• _What is asked_:
[1] Translate this sentence from the thread on SWR and amplifier damage into Spanish: "RF power transistors aren't usually avalanche rated, so this means damage."
[2] Write what comes next in the thread on SWR and amplifier damage, picking up after its final sentence.
--- Selection ---
Why in RF is connecting a 500 ohm load i.e. 10:1 SWR, to my amplifier's 50 ohm output, considered equally bad as causing a 10:1 SWR by connecting a 5 ohm load instead?

Do the two 10:1 SWR cases cause amplifier failure for different reasons? I wonder if in the 5 ohm case it is just a simple "too much current" like in the audio case, but in the 500 ohm case the transmission line somehow ends up increasing the voltage beyond what the transistors can handle.

Does it make any difference if we eliminate the transmission line altogether, so that standing waves can't really develop? Would it be okay to connect a high-impedance antenna feedpoint directly to a transmitter without problems, whereas a low-impedance antenna might still cause an overcurrent condition?

Answer 1

The VSWR isn't the problem per se, it's just the impedance that appears at the transmitter's terminals. Take the load at the end of the transmission line, transform it according to the electrical length of the feedline, and put that equivalent impedance right at the transmitter's terminals and you will have the same damage.

A particular VSWR can result in a range of impedances. For example 5:1 on a 50 ohm line can mean 10 ohms, 250 ohms, and a range of complex impedances in between. Some of those impedances may damage the transmitter, others may not. But since the length of the feedline isn't known, it's safest to keep the VSWR low.

So why can a mismatched load cause damage? In summary, the transmitter's final stage is made of reactive components, that is components that store and release energy. These reactive components are selected to have the load absorb some of that stored energy. Without that load absorbing energy, the energy instead appears as a high voltage or high current to appear somewhere which may not be equipped to handle it.

Let's give a very simple example to illustrate: a very simplified class-C common-source amplifier. You've probably seen such amplifiers with a resistor in place of L1, but for power amplifiers it's more common to use inductors to avoid the associated resistive losses.

^{simulate this circuit – Schematic created using CircuitLab}

When the transistor is on, current through L1 increases and L1 stores energy. Let's say it's on long enough for current through L1 to rise to 1A. When the transistor is off, the voltage across the load will rise to 50V, because that's what it takes for 1A to pass through 50Ω. So we need M1 to have $V_\text{ds(max)} > 50\:\mathrm V$.

What happens if the load is open? Since no current can flow through the load, the voltage will rise even higher, whatever it takes to get 1A to continue flowing through L1. In this case it will be whatever voltage causes M1 to go into avalanche breakdown. RF power transistors aren't usually avalanche rated, so this means damage.

You can imagine other situations that lead to excessive drain current in M1 as well.
--- Dataset extract ---
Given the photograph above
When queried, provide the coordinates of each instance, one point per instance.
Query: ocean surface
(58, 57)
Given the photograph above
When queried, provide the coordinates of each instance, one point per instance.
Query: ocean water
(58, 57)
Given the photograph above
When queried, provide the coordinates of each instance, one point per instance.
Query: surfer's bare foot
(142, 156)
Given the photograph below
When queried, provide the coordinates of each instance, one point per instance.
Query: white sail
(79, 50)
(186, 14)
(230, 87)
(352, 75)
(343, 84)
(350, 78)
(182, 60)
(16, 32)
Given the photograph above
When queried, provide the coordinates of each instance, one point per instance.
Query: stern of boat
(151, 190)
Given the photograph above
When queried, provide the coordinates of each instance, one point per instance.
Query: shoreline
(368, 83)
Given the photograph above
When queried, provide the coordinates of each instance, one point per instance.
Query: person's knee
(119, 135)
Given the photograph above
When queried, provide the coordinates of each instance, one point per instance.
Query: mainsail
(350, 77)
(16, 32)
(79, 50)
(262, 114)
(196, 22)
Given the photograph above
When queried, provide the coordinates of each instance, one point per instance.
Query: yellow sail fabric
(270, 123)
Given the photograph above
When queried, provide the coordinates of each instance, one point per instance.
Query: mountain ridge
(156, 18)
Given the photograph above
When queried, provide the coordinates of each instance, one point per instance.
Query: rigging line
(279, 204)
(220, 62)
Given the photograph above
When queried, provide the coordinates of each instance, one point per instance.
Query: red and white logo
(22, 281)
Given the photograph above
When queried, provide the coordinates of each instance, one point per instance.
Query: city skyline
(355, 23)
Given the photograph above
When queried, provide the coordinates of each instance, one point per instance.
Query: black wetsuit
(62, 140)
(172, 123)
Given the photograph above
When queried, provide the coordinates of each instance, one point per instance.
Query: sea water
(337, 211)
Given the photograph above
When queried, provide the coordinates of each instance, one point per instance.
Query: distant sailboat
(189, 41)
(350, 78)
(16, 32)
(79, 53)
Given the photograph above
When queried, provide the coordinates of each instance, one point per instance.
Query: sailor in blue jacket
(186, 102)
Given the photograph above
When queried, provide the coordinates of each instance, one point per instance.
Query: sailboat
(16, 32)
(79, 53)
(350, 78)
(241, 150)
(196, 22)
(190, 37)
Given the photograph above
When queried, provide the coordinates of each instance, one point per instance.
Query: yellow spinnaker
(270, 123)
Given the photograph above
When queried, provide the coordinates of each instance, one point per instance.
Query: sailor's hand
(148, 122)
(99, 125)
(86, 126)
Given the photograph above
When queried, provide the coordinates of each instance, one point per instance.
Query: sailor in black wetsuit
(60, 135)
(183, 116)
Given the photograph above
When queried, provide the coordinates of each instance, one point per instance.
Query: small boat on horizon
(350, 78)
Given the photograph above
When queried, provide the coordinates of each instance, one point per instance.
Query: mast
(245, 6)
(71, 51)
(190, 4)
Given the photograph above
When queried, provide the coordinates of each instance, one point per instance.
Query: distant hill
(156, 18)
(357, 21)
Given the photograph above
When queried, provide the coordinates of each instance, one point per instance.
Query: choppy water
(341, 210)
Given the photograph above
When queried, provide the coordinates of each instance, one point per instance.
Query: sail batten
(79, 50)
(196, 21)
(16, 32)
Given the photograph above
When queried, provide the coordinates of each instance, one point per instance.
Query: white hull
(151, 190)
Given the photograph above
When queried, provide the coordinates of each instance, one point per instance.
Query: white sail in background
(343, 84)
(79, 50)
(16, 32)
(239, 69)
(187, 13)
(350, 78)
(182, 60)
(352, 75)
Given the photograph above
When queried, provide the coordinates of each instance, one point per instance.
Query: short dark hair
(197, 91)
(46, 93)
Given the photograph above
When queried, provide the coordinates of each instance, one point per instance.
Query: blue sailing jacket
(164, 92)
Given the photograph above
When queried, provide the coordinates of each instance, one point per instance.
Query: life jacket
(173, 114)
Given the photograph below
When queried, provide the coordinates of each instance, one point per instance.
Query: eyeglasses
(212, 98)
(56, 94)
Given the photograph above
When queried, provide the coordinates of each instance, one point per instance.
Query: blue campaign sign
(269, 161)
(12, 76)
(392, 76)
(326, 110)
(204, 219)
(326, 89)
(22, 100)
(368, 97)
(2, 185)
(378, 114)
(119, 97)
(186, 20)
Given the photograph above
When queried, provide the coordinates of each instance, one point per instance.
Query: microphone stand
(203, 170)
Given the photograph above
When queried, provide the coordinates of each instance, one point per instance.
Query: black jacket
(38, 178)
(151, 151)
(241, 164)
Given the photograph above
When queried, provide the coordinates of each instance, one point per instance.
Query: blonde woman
---
• _Written answers_:
[1] Los transistores de potencia de RF no suelen estar especificados para avalancha, por lo que esto implica daños.

[2]
Of course, a real transmitter will be more complicated. It will probably have a low-pass filter on its output, multiple transistors with complex impedances at RF, and more reactive components within for impedance matching and filtering. All these values are selected with the assumption of a 50 ohm resistive load. Which load impedances will cause failure depend on the particular topology of the amplifier.

Answer 2

Since writing this answer, I've learned this explanation isn't entirely accurate. I'm leaving it because it's not entirely wrong, either.

Ultimately, it is impedance mismatch (really, too low an impedance) that damages transmitters. The thing to realize is the impedance seen by the final power transistors in the amplifier (the part that usually breaks) isn't the same impedance at the amplifier's terminals.

The reason is that amplifiers contain filters on their output to filter harmonic suppression, among other things. These filters are designed with the assumption of a 50Ω resistive load. When that assumption holds, the filter presents the design impedance to the finals, which the designer has determined will not smoke the transistors.

When the load is not 50Ω, the design conditions are violated and the impedance presented to the finals could be anything. If you get lucky, it will be a high impedance which just means the amplifier can't deliver its full rated power. If you get unlucky, it's a low impedance which draws too much current and overheats the transistors. It's hard to predict where you will get lucky, and where you will get unlucky without knowing the details of the transmitter's filters. Here's an example from Is there an optimum transmission line length for maximum power transfer?

This is a 30/20m filter, so it is intended to pass up to about 14.4 MHz and attenuate all the higher harmonics of that. The orange line shows the case where there's a matched 50Ω load, while the blue and tan lines show 500Ω and 5Ω loads which are two cases of a 10:1 SWR.

Notice how the mismatch introduces peaks in the frequency response. Where these peaks are above the orange line, the amplifier is seeing a lower impedance, thus a higher current and more power. Here's the potential for damage. One of those blue peaks is right at 14 MHz and is about 10dB above the orange line. So on 20 meters, a 100W amplifier is suddenly trying to produce 1000W into a low impedance, which will quickly damage it.

There are any number of impedances which will result in a 10:1 SWR, and depending on the transmission line you might get any of them. I suggest checking out a Smith chart tutorial to get familiar with how this works.

This is why SWR is used to quantify the quality of the match: it is independent of transmission line length. For any given SWR, the height of those peaks in the graph above are about the same, and moving around different impedances with the same SWR just changes where they lie. Since you really don't know where they lie in practice, it's just best to avoid high SWR generally.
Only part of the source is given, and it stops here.